EXERCISE PASSAGE:
◇ ◇ ◇

AgentScope supports Llama3 now! You can
- 🚀 Set up Llama3 model service in AgentScope! Both CPU and GPU inference are supported!
- 🔧 Test Llama3 in AgentScope built-in examples!
- 🖋 Use Llama3 to build your own multi-agent applications!
Follow the guidance below to use Llama3 in AgentScope!
AgentScope supports Llama3 CPU inference with the help of ollama. Note the llama3 models in ollama are quantized into 4 bits.
-
Download ollama from here.
-
Start ollama software, or execute the following command in terminal
ollama serve
-
Pull llama3 model by the following command
# llama3 8b model
ollama pull llama3
# llama3 70b model
ollama pull llama3:70b
Use llama3 model with the following model configuration in AgentScope
llama3_8b_ollama_model_configuration = {
"config_name": "ollama_llama3_8b",
"model_type": "ollama_chat",
"model_name": "llama3",
"options": {
"temperature": 0.5,
"seed": 123
},
"keep_alive": "5m"
}
llama3_70b_ollama_model_configuration = {
"config_name": "ollama_llama3_70b",
"model_type": "ollama_chat",
"model_name": "llama3:70b",
"options": {
"temperature": 0.5,
"seed": 123
},
"keep_alive": "5m"
}
After that, you can experience llama3 with our built-in examples! For example, start a conversation with llama3-8b model by the following code:
import agentscope
from agentscope.agents import UserAgent, DialogAgent
agentscope.init(model_configs=llama3_8b_ollama_model_configuration)
user = UserAgent("user")
agent = DialogAgent("assistant", sys_prompt="You're a helpful assistant.", model_config_name="ollama_llama3_8b")
x = None
while True:
x = agent(x)
x = user(x)
if x.content == "exit":
break
If you have a GPU, you can set up llama3 model service with the help of Flask and Transformers quickly.
Note you need to apply for permission to download the llama3 model from Hugging Face model hub.
- Install Flask and Transformers
pip install flask transformers torch
- Apply for model permission, and log in your huggingface account in terminal
huggingface-cli login
- Then run flask server by the following command in scripts directory:
# 8B model
python flask_transformers/setup_hf_service.py --model_name_or_path meta-llama/Meta-Llama-3-8B-Instruct --port 8000
# 70B model
python flask_transformers/setup_hf_service.py --model_name_or_path meta-llama/Meta-Llama-3-70B-Instruct --port 8000
In AgentScope, use the following model configurations
llama3_flask_model_configuration = {
"model_type": "post_api_chat",
"config_name": "llama-3",
"api_url": "http://127.0.0.1:8000/llm/",
"json_args": {
"max_length": 4096,
"temperature": 0.5,
"eos_token_id": [128001, 128009] # currently the model configuration in huggingface misses eos_token_id
}
}

◇ ◇ ◇

PROVIDED DATA:
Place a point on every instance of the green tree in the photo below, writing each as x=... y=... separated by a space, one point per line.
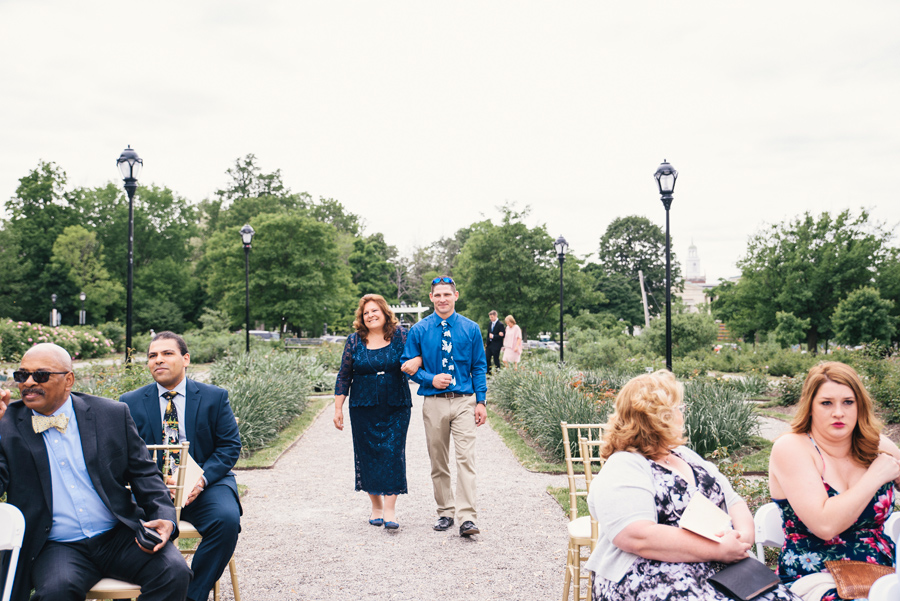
x=804 y=266
x=78 y=260
x=38 y=212
x=14 y=284
x=690 y=332
x=167 y=293
x=371 y=268
x=632 y=244
x=616 y=294
x=296 y=275
x=790 y=329
x=864 y=317
x=514 y=269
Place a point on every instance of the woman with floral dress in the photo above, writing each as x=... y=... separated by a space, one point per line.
x=833 y=476
x=639 y=496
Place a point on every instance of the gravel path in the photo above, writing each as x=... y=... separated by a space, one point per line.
x=306 y=536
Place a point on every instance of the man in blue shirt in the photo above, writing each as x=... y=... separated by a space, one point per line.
x=65 y=459
x=452 y=380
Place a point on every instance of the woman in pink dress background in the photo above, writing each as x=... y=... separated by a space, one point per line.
x=512 y=344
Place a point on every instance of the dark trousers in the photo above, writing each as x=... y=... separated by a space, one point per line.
x=216 y=514
x=66 y=571
x=494 y=353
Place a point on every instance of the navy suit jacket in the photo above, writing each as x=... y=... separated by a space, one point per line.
x=209 y=426
x=114 y=455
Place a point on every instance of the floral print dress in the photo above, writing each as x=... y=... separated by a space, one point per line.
x=652 y=580
x=804 y=553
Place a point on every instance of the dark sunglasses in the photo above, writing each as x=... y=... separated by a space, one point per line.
x=21 y=376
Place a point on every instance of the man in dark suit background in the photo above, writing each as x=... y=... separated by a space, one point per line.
x=205 y=419
x=69 y=482
x=496 y=332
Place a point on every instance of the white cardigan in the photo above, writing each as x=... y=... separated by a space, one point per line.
x=622 y=493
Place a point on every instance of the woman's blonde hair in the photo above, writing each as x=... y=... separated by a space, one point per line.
x=867 y=432
x=390 y=320
x=644 y=418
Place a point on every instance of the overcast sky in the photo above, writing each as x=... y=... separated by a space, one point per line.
x=423 y=117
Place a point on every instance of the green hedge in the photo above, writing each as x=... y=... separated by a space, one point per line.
x=267 y=390
x=538 y=397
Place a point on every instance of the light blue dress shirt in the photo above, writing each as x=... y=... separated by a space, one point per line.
x=424 y=339
x=78 y=511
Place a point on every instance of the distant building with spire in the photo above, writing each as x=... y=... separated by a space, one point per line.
x=695 y=286
x=693 y=273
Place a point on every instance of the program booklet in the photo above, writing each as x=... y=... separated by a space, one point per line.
x=704 y=517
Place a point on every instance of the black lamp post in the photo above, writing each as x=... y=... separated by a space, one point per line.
x=129 y=164
x=561 y=247
x=665 y=179
x=247 y=237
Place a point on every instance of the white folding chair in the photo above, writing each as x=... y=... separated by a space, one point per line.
x=12 y=531
x=769 y=530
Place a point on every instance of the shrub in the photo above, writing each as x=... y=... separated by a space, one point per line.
x=789 y=388
x=267 y=389
x=787 y=362
x=329 y=355
x=717 y=415
x=116 y=333
x=111 y=381
x=81 y=342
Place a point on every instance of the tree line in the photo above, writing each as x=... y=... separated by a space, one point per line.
x=811 y=278
x=310 y=260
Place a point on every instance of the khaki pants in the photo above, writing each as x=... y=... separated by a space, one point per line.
x=445 y=417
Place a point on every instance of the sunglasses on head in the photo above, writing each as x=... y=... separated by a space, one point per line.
x=21 y=376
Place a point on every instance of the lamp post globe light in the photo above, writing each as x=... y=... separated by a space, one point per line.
x=561 y=247
x=247 y=237
x=53 y=313
x=665 y=178
x=130 y=165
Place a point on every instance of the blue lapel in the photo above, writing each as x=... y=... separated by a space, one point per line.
x=87 y=429
x=191 y=409
x=35 y=443
x=154 y=417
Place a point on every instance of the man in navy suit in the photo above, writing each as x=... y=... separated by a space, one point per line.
x=205 y=419
x=65 y=459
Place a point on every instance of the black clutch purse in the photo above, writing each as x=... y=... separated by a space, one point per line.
x=745 y=579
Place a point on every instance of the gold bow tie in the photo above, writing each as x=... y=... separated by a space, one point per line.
x=42 y=422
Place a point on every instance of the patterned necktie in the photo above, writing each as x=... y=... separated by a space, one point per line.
x=170 y=433
x=42 y=422
x=447 y=366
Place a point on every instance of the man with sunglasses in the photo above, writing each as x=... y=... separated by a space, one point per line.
x=452 y=380
x=203 y=417
x=65 y=460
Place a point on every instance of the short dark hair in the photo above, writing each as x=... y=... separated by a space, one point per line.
x=167 y=335
x=444 y=280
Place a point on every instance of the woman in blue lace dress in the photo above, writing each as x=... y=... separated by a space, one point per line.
x=379 y=406
x=833 y=477
x=640 y=495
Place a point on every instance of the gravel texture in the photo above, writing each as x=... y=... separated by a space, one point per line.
x=306 y=535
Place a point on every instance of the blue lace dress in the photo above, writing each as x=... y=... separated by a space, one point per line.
x=804 y=553
x=379 y=413
x=654 y=580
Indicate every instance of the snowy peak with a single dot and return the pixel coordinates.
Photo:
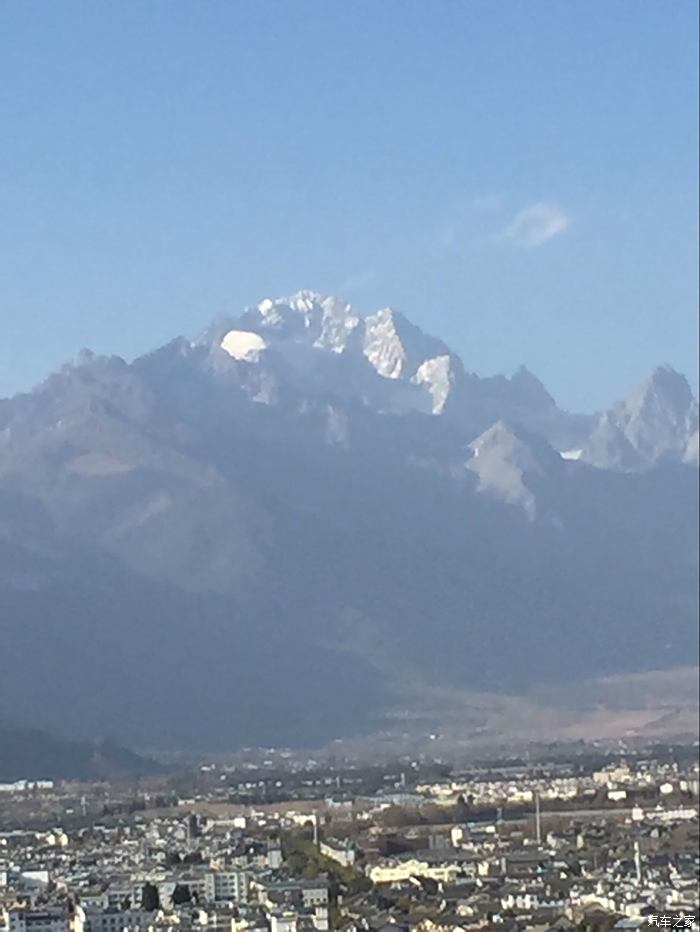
(439, 376)
(323, 321)
(395, 347)
(657, 422)
(530, 391)
(508, 464)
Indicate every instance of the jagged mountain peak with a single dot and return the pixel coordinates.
(531, 390)
(506, 460)
(656, 422)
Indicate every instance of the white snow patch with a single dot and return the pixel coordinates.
(243, 344)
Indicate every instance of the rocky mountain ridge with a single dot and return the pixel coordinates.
(304, 521)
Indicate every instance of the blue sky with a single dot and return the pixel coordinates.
(518, 178)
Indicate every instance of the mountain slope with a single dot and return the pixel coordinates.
(279, 538)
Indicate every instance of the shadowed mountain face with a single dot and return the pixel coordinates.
(304, 520)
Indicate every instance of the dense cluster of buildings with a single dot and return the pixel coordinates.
(613, 848)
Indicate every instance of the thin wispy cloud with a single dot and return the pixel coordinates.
(536, 225)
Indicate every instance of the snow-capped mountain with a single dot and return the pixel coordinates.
(657, 422)
(303, 512)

◇ ◇ ◇

TASK BRIEF:
Transcribe the passage of the AgentScope Llama3 guide starting at "- 🖋 Use Llama3" and ending at "ollama from here.". The data play no part in this exercise.

RESULT:
- 🖋 Use Llama3 to build your own multi-agent applications!
Follow the guidance below to use Llama3 in AgentScope!
AgentScope supports Llama3 CPU inference with the help of ollama. Note the llama3 models in ollama are quantized into 4 bits.
-
Download ollama from here.